# Brontekst:
((
In zo’n land situeer je graag een seriemoordenaar die wraak neemt voor een familievete uit een ver verleden. Hoe spectaculairder en bloediger de moord, hoe beter. Van een brave buur maakt een auteur een pedofiel en de dominee laat hij in zijn vrije tijd aan onthoofdingen doen. Ondertussen zit manlief aan de drank, vrouwlief aan de pillen en spoelt de speurder pillen weg met drank.
9. Een goeie preek is nooit weg (dat gaat er wel in)
Wolfgang Butt gaf ooit Duitse vertalingen uit van August Strindberg. Later vertaalde hij Zweedse thrillers in het Duits. Een lucratieve job, want Duitsers zijn dol op Schwedenkrimis. Hij noemde Henning Mankell ooit een “oude, goede, sociaaldemocratische predikant; dat gaat er wel in bij ons in Duitsland.” Butt kan het weten. Zoals veel Duitsers zijn Zweden lutheranen. De kerken zijn er intussen nog leger dan bij ons, maar de leer van Maarten Luther heeft een groot deel van de cultuur bepaald.
))
# Werkopdracht A:
Wat vertaalde Wolfgang Butt volgens de brontekst later in het Duits?
# Werkopdracht B:
Geef het stuk uit de brontekst woordelijk terug: begin bij de woorden "In zo’n land" en stop na "gaat er wel in)".

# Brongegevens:
((
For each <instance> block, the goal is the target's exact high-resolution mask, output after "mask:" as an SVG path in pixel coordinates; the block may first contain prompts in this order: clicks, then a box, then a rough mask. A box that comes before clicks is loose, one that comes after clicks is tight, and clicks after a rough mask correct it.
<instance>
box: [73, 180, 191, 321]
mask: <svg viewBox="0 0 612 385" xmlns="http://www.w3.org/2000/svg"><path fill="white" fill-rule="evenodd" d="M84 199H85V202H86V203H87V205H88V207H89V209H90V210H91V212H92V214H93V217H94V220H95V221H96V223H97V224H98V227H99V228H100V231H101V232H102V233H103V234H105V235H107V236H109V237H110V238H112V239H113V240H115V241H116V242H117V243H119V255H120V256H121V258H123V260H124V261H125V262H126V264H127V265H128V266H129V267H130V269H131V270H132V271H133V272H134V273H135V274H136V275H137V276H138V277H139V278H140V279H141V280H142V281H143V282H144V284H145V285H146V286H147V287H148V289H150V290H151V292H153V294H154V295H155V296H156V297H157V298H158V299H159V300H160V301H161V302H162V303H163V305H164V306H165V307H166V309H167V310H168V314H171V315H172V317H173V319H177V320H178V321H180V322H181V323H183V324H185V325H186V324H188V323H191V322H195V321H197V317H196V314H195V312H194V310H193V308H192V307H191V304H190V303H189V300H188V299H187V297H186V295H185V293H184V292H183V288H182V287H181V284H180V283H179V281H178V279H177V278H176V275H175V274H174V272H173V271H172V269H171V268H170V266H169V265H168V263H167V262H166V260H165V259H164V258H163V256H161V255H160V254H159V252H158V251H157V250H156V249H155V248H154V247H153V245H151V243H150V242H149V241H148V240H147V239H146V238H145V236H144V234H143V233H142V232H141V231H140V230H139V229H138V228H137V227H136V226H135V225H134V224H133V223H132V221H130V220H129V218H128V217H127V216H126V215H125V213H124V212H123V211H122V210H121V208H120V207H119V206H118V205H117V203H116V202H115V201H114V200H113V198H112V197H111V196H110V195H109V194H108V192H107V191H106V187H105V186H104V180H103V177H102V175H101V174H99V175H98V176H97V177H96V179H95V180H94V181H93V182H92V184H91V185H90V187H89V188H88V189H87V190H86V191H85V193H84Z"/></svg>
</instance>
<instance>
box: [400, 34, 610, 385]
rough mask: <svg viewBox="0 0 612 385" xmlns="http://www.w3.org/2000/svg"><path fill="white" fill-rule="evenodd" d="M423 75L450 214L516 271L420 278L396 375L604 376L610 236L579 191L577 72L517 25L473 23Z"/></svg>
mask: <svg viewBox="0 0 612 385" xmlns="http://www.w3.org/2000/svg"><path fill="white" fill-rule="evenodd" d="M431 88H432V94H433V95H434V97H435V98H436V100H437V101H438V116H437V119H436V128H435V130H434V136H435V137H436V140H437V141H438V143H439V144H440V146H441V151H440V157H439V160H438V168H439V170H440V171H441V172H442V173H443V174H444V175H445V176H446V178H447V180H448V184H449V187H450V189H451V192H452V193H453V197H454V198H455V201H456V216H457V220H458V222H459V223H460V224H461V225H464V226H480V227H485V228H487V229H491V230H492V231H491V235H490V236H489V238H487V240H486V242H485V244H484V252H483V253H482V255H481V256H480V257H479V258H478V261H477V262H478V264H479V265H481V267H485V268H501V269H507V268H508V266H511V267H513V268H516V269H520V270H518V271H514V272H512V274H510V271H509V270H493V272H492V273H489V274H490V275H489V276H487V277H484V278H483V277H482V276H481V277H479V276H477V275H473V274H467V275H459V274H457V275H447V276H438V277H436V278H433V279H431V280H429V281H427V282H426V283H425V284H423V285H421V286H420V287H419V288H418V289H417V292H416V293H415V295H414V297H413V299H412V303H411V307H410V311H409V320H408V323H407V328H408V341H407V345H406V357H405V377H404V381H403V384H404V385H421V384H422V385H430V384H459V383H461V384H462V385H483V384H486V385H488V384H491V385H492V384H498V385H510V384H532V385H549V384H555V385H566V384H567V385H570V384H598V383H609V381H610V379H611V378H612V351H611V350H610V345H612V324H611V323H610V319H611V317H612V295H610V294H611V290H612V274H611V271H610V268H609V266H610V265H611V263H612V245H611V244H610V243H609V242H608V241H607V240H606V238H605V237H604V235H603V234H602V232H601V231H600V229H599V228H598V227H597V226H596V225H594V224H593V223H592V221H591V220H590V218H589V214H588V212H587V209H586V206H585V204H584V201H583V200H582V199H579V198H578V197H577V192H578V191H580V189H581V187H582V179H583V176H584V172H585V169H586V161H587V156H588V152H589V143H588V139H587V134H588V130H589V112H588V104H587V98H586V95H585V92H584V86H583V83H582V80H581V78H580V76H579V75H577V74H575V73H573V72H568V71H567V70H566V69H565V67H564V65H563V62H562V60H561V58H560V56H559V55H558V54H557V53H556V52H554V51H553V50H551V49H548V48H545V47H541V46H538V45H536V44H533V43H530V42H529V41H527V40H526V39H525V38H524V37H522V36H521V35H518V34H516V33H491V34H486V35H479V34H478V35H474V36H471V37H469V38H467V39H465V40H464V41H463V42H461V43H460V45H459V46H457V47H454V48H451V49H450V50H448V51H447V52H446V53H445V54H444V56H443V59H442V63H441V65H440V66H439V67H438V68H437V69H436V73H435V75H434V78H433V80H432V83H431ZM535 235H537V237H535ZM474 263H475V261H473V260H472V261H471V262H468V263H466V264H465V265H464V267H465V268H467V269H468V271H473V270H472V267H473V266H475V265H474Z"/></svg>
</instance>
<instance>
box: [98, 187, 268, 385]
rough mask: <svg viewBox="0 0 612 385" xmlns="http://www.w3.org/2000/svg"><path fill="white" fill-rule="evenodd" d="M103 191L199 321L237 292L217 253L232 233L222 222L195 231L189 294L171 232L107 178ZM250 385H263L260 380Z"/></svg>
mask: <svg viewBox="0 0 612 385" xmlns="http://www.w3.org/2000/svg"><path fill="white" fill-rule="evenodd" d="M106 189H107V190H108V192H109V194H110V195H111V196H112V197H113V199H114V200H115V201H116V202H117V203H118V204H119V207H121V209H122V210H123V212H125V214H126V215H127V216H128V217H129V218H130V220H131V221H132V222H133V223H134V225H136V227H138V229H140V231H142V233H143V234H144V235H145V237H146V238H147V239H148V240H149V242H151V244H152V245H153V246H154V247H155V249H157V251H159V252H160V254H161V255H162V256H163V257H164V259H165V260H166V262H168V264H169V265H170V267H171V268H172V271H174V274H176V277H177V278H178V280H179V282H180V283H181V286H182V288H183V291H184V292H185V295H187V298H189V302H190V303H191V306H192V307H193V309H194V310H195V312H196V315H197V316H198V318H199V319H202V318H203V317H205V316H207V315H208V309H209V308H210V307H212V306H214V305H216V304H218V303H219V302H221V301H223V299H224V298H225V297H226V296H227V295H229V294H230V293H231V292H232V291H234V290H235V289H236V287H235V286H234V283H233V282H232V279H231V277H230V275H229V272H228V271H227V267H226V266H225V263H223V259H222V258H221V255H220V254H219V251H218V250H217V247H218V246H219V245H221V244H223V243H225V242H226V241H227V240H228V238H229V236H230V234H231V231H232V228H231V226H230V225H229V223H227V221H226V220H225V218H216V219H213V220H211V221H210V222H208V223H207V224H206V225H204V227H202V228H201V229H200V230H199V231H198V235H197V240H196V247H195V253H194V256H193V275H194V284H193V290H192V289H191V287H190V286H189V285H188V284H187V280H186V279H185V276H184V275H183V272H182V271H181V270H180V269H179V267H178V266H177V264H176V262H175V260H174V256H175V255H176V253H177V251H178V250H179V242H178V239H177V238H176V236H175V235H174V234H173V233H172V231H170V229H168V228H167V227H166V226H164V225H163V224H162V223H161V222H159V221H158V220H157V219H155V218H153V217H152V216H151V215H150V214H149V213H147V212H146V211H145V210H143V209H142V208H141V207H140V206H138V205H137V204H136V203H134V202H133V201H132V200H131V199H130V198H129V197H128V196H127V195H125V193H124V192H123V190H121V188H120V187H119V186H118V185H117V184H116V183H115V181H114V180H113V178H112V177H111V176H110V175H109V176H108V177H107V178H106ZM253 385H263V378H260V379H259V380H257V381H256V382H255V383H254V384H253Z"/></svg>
))
# Uitgewerkte oplossing A:
Zweedse thrillers.

# Uitgewerkte oplossing B:
In zo’n land situeer je graag een seriemoordenaar die wraak neemt voor een familievete uit een ver verleden. Hoe spectaculairder en bloediger de moord, hoe beter. Van een brave buur maakt een auteur een pedofiel en de dominee laat hij in zijn vrije tijd aan onthoofdingen doen. Ondertussen zit manlief aan de drank, vrouwlief aan de pillen en spoelt de speurder pillen weg met drank.
9. Een goeie preek is nooit weg (dat gaat er wel in)